Print every record exactly, with nothing added or left out.

___ EXERCISE INPUTS

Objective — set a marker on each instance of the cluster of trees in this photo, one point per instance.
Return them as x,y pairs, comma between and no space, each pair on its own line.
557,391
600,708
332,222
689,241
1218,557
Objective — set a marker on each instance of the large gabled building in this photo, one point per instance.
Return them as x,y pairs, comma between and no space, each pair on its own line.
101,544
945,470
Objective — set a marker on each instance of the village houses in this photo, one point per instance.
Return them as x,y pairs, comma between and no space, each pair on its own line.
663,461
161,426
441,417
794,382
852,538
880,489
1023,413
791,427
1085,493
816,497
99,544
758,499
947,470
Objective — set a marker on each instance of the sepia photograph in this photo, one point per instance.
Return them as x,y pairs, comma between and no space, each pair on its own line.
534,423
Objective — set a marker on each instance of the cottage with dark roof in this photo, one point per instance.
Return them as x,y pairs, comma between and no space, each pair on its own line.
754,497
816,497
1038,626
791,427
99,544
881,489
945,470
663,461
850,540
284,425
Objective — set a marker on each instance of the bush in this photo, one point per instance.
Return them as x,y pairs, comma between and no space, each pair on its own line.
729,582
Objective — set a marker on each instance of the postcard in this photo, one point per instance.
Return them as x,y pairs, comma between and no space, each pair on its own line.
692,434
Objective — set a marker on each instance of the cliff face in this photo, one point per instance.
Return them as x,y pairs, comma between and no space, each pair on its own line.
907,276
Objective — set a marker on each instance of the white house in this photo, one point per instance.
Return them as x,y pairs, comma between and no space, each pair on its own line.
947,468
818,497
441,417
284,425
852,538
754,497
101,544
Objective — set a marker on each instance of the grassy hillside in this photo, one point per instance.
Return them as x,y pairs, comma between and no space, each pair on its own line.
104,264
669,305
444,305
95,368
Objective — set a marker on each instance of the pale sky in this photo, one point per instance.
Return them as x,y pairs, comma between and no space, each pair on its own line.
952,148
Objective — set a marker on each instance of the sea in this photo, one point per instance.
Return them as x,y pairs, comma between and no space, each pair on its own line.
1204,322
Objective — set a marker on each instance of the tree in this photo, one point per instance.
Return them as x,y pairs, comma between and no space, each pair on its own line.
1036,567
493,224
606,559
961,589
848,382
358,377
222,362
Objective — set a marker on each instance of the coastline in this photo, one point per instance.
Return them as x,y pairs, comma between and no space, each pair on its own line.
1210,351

______

• EXERCISE SOLUTION
Objective — set a marker on each instance of the cluster of trees in this photo, one point per instance.
Return them as x,y pairs, comma between and no space, each pair on its own line.
557,391
600,708
332,222
689,241
1218,557
Objective — set a marker on each instance of the large gabled building in this photo, one point per instance.
Return them as x,y pairs, comma between and no space, each pair on its own line.
101,544
945,470
Objective — set a marker on each instance of the village houses in this photo, one point per instance.
Return them as x,y pairs, comma between and no space, each pair on its own line.
663,461
161,426
441,417
794,382
852,538
880,489
1023,413
791,427
1085,493
816,497
99,544
758,499
947,470
Objective — set a marker on each instance of the sepia photograph in this photo, one point per instance.
Return them as x,y pairs, comma between and no space, each pair on its own line.
534,423
Objective — set a marker on each instance of the cottage with dark roof in this photo, one point per instance.
Return them as x,y pairs, comma between and no space, each pair on its own line.
754,497
816,497
1038,626
791,427
99,544
881,489
945,470
663,461
850,540
284,425
Objective — set a marker on each instance of the bush in this photo, one point per instance.
Return them as x,y pairs, comma between and no space, each pair on its own line.
729,582
Objective — set a marker on each instance of the postcard in this photo, one point per instance.
Return them as x,y pairs, comma between and no space, each pair on its own line.
692,434
Objective — set a marker on each instance of the cliff face in this photo, one point per instance.
Return them as x,y pairs, comma between and no space, each pair on its own line.
907,276
Objective — set a marker on each instance of the white house in this photo, one point per instance.
Return them as x,y pairs, comma between and no space, each pair on its own line.
947,468
818,497
441,417
284,425
852,538
754,497
101,544
Objective — set a marker on each instance of the grassy hillside in this photo, one point per instance.
Return them as x,y pairs, comma between and no space, each pair on its own line.
104,264
669,305
444,305
95,368
Objective — set a marker on each instance of the pale sky in this photo, one point per instance.
Return them as x,y pairs, comma between and no space, each pair on its own line.
952,148
Objective — set a marker on each instance of the sea in this photo, one point per instance.
Return them as x,y pairs, comma between and no space, each pair on its own line.
1204,322
Objective — set a marker on each instance of the tree in this photo, one point per instance.
Return them as x,y pairs, comma between and no space, each pair on its own line.
1036,567
493,224
606,559
961,589
848,382
358,377
222,362
Objective — set a marker on each instance of the coastline in this photo, one point per instance.
Return them as x,y pairs, comma between and no space, each pair on its own line.
1210,351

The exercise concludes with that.